**GOALS**
(1) Answer these questions from the forum thread on removing duplicate lines:
(a) Which line of the file repeats line no 1?
(b) What operating system name opens the poster's environment details?
(c) Who last edited the first post, and for what reason?
(2) In the forum thread on removing duplicate lines, list every distinct .sql file name that begins with "Insert_".
(3) Write the next part of the forum thread on removing duplicate lines, starting right after its last post.

**PAGE TEXT**
Removing duplicates except the last occurrence


 
Thread Tools Search this Thread
Top Forums Shell Programming and Scripting Removing duplicates except the last occurrence
# 1  
Old 11-05-2014
Removing duplicates except the last occurrence

Hi All,

i have a file like below,
Code:
@DB_FCTS\src\Data\Scripts\Delete_CU_OM_BIL_PRT_STMT_TYP.sql
@DB_FCTS\src\Data\Scripts\Delete_CDP_BILL_LBL_MSG.sql
@DB_FCTS\src\Data\Scripts\Delete_OM_BIDDR.sql
@DB_FCTS\src\Data\Scripts\Insert_CU_OM_LBL_MSG.sql
@DB_FCTS\src\Data\Scripts\Insert_CU_OM_BT_STMT_TYP.sql
@DB_FCTS\src\Data\Scripts\Insert_OM_BIL_T_ADDR.sql
@DB_FCTS\src\Data\Scripts\Delete_CU_OM_BIL_PRT_STMT_TYP.sql
@DB_FCTS\src\Scripts\MC400_PreDb_Script.sql
@DB_FCTS\src\Data\Scripts\Delete_OM_BIDDR.sql
@DB_FCTS\src\Data\Scripts\Delete_OM_BIDDR.sql

==========================================
in the file,
line no 1 is repeated in the line 7 and
line no 3 is repeated in the line 9 and 10

my requirement is to remove the duplicate lines and keep only the last occurrence of it.

the output should be like below,
Code:
@DB_FCTS\src\Data\Scripts\Delete_CDP_BILL_LBL_MSG.sql
@DB_FCTS\src\Data\Scripts\Insert_CU_OM_LBL_MSG.sql
@DB_FCTS\src\Data\Scripts\Insert_CU_OM_BT_STMT_TYP.sql
@DB_FCTS\src\Data\Scripts\Insert_OM_BIL_T_ADDR.sql
@DB_FCTS\src\Data\Scripts\Delete_CU_OM_BIL_PRT_STMT_TYP.sql
@DB_FCTS\src\Scripts\MC400_PreDb_Script.sql
@DB_FCTS\src\Data\Scripts\Delete_OM_BIDDR.sql

My env details,

SunOS sasbsd27c1 5.10 Generic_150400-10 sun4u sparc SUNW,SPARC-Enterprise

Please script a script to achieve this, i have been trying from morning, but nothing works out.

Thanks in advance

Last edited by vbe; 11-05-2014 at 11:27 AM.. Reason: code tags
# 2  
Old 11-05-2014
Please use code tags as required by forum rules!

[Coordinate annotation entries]
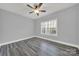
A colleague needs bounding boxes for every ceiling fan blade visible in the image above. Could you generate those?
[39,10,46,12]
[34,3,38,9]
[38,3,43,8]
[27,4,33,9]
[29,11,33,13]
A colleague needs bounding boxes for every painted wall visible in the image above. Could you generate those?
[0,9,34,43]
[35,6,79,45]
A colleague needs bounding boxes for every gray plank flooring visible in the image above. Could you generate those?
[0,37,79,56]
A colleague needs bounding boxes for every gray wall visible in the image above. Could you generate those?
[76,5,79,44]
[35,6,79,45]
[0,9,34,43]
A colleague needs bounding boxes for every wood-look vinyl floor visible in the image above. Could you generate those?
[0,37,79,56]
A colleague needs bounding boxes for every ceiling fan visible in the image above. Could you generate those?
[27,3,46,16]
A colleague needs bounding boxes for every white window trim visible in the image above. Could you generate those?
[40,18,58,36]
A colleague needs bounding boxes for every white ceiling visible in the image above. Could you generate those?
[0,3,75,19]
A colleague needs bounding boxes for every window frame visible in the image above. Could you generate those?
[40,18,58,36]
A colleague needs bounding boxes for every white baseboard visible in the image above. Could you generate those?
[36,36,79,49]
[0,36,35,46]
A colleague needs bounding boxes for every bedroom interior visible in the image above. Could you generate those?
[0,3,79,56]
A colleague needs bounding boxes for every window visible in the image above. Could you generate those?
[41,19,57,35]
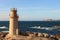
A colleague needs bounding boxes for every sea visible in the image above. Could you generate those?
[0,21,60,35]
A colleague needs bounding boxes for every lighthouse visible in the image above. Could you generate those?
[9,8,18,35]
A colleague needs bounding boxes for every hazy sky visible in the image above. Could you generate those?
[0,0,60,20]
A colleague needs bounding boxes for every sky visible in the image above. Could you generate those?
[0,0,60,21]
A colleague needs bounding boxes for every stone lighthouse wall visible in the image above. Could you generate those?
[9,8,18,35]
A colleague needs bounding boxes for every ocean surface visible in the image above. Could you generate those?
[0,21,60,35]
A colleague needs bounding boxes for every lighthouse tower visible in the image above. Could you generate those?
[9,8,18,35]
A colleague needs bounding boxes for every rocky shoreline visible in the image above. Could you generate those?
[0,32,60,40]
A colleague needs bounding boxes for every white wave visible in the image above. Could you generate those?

**THE REPLIES**
(1)
(a) Line 7
(b) SunOS
(c) vbe, for code tags

(2)
Insert_CU_OM_LBL_MSG.sql
Insert_CU_OM_BT_STMT_TYP.sql
Insert_OM_BIL_T_ADDR.sql

(3)
How about looking into existing solutions on this site first (see bottom of page: More UNIX and Linux Forum Topics You Might Find Helpful):
Removing duplicates
Help in removing duplicates
removing duplicates.

etc ...
# 3  
Old 11-05-2014
The suggested solutions remove the sequent duplicates, keeping the first instance.
The requirement, keeping the last instance, is far more complex.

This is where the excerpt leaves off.